Page text START

On the other hand however, there is still a high market risk long-term. That €170,000 per year is unlikely to remain and earning at least €70,000 each year for the whole 10-15 year lifetime of a battery project is likely to be essential.
“There’s a risk that these revenues shrink in the future, as more and more batteries get deployed. The French market depth for frequency regulation is 500MW. We can actually export some of this capacity, so 500MW is the need in France for FCR; we can export 150MW,” Baschet says.
“So it could be that there’s room for 650MW of batteries providing FCR in France, but once this threshold is reached, we’ll need to find other applications for storage. So hopefully secondary reserve will be open by then.”
Grid operator to launch tenders
Transmission operator RTE has already engaged in some trial activities through which storage is being deployed in continental France.
One is Project Ringo, which gauges the effectiveness of energy storage as a virtual transmission asset. Three energy storage systems totalling 32MW, including two-hour and three-hour duration batteries, act as absorbers of surplus renewable energy on the grid.
The other is a flexibility tender: RTE sought options in four strategic locations where surplus renewable generation and growth in load from EV uptake is causing grid congestion at substations.

Page text END
Provided information START

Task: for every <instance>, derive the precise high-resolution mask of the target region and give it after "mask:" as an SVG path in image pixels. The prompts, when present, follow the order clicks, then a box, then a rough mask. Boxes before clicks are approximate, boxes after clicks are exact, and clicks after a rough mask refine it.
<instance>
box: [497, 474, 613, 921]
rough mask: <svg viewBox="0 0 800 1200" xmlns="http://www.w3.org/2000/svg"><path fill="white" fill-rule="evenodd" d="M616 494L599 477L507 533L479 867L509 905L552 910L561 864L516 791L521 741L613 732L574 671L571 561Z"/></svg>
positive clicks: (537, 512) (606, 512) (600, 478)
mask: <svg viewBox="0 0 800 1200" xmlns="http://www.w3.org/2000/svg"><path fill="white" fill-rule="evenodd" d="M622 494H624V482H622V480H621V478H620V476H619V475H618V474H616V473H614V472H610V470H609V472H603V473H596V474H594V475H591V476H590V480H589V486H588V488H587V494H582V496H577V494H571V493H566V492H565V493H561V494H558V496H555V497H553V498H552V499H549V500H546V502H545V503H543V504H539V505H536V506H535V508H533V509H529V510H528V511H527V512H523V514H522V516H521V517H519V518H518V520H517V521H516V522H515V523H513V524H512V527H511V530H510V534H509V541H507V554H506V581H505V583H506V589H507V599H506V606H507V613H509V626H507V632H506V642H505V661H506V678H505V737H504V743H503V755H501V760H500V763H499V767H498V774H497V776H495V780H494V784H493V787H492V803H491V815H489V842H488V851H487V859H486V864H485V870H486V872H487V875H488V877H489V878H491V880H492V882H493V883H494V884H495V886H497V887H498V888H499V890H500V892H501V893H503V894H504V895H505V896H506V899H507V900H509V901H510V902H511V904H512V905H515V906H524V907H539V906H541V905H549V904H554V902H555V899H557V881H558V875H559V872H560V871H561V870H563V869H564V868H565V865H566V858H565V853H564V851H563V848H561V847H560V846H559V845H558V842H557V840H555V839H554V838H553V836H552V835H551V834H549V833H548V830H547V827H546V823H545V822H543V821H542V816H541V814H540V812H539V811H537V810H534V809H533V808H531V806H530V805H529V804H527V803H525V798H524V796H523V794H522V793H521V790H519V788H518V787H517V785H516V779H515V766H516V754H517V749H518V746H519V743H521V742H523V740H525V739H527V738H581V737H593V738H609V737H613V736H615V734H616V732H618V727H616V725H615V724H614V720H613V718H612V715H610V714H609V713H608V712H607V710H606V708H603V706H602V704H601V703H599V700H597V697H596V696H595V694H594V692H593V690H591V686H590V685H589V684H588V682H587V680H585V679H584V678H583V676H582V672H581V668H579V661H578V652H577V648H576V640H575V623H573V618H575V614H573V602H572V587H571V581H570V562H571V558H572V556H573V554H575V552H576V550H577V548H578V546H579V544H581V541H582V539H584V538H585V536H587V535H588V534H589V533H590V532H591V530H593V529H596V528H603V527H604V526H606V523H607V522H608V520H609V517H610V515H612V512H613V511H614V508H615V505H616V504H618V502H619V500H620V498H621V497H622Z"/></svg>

Provided information END

• **Task to complete**: Reproduce the passage on battery storage in France word for word, starting with "On the other" and going on through "to be essential.".

• **Exercise answer**:
On the other hand however, there is still a high market risk long-term. That €170,000 per year is unlikely to remain and earning at least €70,000 each year for the whole 10-15 year lifetime of a battery project is likely to be essential.